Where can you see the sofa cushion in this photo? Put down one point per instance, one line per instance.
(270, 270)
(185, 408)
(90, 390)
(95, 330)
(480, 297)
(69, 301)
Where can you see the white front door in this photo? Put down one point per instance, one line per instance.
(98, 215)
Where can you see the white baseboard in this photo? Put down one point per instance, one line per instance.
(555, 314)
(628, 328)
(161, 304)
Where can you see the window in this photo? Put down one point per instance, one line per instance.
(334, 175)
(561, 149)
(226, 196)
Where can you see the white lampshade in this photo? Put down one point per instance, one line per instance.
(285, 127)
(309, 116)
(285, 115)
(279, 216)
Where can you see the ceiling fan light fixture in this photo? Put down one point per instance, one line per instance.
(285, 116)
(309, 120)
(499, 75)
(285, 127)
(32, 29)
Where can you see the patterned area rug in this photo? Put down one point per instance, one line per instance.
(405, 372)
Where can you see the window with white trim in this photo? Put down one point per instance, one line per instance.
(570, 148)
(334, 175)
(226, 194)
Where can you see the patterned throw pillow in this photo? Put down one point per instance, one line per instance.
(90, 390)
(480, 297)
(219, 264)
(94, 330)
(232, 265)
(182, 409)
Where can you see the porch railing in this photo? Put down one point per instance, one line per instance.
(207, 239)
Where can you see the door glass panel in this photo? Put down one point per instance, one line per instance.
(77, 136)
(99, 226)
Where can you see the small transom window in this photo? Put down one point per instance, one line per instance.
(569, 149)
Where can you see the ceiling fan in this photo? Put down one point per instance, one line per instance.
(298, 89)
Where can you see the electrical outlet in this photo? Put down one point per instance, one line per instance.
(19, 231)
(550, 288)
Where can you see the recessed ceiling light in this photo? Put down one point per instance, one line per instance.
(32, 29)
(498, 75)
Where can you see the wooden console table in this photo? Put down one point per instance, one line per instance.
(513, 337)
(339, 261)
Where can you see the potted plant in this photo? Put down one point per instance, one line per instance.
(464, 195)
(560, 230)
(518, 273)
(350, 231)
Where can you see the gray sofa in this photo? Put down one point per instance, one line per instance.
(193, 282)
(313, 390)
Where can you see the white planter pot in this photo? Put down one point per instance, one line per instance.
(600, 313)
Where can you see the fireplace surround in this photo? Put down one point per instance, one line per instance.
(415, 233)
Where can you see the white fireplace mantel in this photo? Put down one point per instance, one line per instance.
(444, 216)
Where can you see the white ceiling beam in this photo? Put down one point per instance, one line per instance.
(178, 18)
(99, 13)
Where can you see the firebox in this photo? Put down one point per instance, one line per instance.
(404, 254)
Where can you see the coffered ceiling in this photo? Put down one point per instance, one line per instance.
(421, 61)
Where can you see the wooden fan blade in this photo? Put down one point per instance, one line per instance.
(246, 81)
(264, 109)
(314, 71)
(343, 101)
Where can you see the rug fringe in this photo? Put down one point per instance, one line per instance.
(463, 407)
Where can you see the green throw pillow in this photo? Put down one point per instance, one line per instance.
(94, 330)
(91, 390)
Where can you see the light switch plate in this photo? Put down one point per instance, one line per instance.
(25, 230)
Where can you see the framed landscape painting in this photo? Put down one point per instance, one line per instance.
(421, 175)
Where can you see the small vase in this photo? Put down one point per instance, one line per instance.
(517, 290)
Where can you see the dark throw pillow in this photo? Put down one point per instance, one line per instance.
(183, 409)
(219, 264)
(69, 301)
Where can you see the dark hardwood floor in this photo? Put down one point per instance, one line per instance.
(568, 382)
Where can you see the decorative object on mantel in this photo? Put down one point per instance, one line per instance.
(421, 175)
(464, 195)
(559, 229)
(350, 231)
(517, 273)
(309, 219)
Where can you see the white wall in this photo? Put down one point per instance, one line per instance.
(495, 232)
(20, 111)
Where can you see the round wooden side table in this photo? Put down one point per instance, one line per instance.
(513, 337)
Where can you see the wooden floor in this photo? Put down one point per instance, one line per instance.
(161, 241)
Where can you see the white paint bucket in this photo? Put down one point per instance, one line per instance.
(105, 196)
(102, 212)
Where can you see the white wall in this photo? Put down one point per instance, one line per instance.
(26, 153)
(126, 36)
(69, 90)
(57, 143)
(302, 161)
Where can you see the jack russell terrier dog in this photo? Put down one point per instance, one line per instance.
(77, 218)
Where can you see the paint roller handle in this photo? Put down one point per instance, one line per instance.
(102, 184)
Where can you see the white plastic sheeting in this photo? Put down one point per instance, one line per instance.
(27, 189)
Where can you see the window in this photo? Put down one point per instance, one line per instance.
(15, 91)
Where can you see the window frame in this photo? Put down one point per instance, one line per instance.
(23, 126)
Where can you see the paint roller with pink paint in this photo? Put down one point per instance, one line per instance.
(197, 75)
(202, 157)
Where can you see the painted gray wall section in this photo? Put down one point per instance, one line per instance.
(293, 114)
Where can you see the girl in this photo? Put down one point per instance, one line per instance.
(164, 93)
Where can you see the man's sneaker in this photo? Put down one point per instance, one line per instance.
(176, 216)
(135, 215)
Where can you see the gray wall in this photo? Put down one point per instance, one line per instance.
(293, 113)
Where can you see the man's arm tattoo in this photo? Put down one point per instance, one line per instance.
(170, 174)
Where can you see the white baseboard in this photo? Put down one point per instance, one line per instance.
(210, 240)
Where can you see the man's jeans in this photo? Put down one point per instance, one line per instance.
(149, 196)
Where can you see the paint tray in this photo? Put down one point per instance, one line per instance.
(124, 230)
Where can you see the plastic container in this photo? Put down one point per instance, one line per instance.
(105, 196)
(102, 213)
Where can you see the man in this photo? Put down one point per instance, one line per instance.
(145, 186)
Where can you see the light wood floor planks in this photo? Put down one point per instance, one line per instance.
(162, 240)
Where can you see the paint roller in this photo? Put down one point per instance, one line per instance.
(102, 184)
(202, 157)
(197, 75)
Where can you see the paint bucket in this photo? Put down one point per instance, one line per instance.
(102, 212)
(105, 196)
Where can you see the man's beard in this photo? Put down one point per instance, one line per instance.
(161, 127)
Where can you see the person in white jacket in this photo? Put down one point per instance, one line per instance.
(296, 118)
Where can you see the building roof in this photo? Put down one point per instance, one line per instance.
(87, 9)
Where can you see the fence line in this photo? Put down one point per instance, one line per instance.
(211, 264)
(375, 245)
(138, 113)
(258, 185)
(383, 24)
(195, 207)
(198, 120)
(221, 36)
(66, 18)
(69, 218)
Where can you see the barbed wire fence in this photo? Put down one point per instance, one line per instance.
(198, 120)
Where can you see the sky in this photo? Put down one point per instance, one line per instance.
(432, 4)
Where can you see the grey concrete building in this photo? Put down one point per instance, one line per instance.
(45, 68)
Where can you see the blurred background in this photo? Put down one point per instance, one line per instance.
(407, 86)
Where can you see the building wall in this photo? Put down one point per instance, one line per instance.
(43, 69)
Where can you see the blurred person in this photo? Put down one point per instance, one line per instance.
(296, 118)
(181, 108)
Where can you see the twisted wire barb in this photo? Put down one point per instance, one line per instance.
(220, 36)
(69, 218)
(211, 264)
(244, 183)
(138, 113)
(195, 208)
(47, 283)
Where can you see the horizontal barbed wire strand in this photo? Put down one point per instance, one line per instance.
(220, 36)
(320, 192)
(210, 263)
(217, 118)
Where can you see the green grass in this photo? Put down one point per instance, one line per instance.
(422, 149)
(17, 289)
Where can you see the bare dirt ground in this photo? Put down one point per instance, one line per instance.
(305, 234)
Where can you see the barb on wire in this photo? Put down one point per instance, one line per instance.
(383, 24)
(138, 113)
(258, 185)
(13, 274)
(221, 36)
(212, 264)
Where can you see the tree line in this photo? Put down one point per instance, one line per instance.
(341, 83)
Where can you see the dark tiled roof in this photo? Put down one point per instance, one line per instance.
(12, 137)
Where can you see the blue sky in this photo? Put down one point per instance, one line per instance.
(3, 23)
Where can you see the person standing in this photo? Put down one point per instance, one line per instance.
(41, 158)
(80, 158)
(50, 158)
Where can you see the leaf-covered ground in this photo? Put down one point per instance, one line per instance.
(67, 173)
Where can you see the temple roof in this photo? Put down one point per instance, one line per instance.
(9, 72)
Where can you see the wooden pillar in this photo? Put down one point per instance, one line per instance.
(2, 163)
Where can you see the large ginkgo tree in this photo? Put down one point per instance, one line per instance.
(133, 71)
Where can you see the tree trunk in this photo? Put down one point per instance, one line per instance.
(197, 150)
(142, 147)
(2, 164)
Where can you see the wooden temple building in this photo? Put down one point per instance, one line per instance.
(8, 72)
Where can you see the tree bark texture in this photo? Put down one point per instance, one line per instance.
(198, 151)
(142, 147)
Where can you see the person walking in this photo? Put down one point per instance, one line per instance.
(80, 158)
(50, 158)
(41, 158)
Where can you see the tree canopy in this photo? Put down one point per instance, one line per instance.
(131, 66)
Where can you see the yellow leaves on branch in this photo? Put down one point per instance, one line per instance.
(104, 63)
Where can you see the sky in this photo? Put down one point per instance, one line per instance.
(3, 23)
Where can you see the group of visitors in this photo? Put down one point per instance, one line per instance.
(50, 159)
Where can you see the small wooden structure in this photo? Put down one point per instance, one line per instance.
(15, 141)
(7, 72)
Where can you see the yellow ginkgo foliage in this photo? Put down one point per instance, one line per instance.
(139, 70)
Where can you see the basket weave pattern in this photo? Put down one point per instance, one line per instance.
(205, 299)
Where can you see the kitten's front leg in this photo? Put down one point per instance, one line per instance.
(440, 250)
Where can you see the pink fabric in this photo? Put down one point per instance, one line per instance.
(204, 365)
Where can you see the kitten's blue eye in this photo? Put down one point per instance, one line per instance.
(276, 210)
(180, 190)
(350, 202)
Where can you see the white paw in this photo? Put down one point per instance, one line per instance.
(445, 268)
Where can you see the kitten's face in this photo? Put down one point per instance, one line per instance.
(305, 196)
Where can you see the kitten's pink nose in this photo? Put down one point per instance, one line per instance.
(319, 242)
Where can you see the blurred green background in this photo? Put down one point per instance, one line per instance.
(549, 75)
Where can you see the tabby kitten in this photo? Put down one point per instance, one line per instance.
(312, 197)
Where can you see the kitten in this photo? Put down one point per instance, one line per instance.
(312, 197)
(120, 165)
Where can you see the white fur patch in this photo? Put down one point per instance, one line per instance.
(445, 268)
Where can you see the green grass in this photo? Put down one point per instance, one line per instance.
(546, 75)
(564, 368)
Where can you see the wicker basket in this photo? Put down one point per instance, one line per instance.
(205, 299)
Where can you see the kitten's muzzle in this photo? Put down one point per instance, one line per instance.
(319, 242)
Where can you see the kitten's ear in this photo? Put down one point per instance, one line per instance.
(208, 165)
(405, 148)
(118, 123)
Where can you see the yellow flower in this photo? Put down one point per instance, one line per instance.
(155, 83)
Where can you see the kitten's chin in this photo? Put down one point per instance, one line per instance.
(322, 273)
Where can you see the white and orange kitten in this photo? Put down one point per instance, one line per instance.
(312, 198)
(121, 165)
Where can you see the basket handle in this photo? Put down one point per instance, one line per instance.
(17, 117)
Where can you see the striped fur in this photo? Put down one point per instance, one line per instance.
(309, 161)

..........

What this task involves:
Put the data from the line containing "Where can you see the wicker" through the end of the data, both ends included, into a numbered list with one entry per line and no blank lines.

Problem solution:
1. Where can you see the wicker basket in this photo? Put down one point per instance, one line per instance.
2. (205, 299)
3. Where can you see the kitten's muzzle in this photo? Put down one point per instance, one line per instance.
4. (319, 242)
5. Where can you see the kitten's ear in this photo? Put down one point per instance, one line per instance.
6. (208, 165)
7. (405, 148)
8. (118, 123)
9. Where can you see the yellow flower in this photo? Put down one point per instance, one line per instance.
10. (155, 83)
11. Where can you see the kitten's chin in this photo? Put down one point per instance, one line per instance.
12. (322, 273)
13. Where can you see the white and orange kitten in this photo? Put down one point per instance, one line per instance.
14. (312, 198)
15. (121, 165)
16. Where can you see the basket handle in this photo? Put down one point per instance, one line per instance.
17. (17, 117)
18. Where can you see the striped fur in this photo? Put down one point per instance, one line per instance.
19. (309, 161)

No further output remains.